• WORK INSTRUCTION
Scan the lines below for "Query"; report the number of lines that contain it, and only that.

SUPPLIED RECORDS Block Start

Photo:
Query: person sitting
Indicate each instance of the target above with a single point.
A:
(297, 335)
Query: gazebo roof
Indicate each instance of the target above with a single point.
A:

SUPPLIED RECORDS Block End

• SOLUTION FOR THIS EXERCISE
2